- Problem statement -
Once you have read the data below, print all of it exactly.

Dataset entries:
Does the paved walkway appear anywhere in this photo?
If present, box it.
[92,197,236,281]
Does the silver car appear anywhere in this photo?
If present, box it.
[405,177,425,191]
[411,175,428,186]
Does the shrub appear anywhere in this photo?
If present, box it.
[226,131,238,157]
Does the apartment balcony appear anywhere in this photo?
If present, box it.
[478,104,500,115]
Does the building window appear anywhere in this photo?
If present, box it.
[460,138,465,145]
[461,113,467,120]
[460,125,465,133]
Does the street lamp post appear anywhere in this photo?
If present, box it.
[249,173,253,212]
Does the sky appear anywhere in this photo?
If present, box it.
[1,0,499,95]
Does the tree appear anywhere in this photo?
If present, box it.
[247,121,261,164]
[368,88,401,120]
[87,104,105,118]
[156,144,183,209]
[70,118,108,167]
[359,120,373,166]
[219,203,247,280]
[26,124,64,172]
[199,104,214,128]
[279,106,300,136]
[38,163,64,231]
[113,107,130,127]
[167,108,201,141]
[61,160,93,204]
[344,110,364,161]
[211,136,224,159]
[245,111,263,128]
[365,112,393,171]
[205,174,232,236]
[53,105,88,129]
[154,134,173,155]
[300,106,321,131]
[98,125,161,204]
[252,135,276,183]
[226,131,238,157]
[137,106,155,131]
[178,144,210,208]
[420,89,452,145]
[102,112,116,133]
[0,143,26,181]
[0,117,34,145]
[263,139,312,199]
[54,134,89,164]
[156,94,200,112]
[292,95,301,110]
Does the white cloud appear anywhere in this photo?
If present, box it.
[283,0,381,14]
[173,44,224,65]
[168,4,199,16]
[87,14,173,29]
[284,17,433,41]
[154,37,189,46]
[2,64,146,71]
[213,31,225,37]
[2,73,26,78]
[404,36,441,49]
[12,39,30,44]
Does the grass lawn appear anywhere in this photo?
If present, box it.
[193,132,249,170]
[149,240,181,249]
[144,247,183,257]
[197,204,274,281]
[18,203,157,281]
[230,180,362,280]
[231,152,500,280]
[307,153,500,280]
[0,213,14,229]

- Task answer -
Does the paved walkway appear anywhere in this photo?
If present, box it.
[92,197,236,281]
Does the silver car appear anywhere in this photo?
If present, box it.
[405,177,425,191]
[411,175,428,186]
Does the shrub appear anywhere in this photo?
If present, box it.
[226,131,238,157]
Does the apartment balcony appear anywhere in this photo?
If present, box it.
[478,104,500,115]
Does the building window appear anywhere in this photo?
If present, box it.
[460,138,465,145]
[461,113,467,120]
[460,125,465,133]
Does the street lamp post appear anywhere in this photo?
If present, box it.
[249,173,253,212]
Does the sky appear anywhere in this photo?
If present, box it.
[1,0,499,95]
Does the tree appear anywhere in this photo?
If present, box it.
[247,121,261,164]
[368,88,401,120]
[87,104,105,118]
[156,144,183,209]
[70,118,108,167]
[359,120,373,166]
[219,203,247,280]
[26,124,64,172]
[199,104,214,128]
[279,106,300,136]
[38,163,64,231]
[113,107,130,127]
[167,108,201,141]
[61,160,93,204]
[344,110,364,161]
[211,136,224,159]
[245,111,263,128]
[365,112,393,171]
[205,174,232,236]
[53,105,88,129]
[154,134,173,155]
[300,106,321,131]
[98,125,161,204]
[252,135,276,183]
[226,131,238,157]
[137,106,155,131]
[178,144,210,208]
[420,89,452,145]
[102,112,116,133]
[0,143,26,181]
[0,117,34,145]
[263,139,312,199]
[54,134,89,164]
[156,94,200,112]
[292,95,301,110]
Does the white cloud appear anywhere in this photo?
If present, box it.
[283,0,381,14]
[173,44,224,65]
[168,4,199,16]
[87,14,173,29]
[284,17,433,41]
[154,37,189,46]
[2,64,146,71]
[213,31,225,37]
[2,73,26,78]
[404,36,441,49]
[12,39,30,44]
Does the grass lawn appear anywhere in this photo?
If present, box it.
[193,132,249,170]
[149,240,181,249]
[144,247,183,257]
[197,204,274,281]
[18,203,157,281]
[230,180,362,280]
[231,152,500,280]
[307,153,500,280]
[0,213,14,229]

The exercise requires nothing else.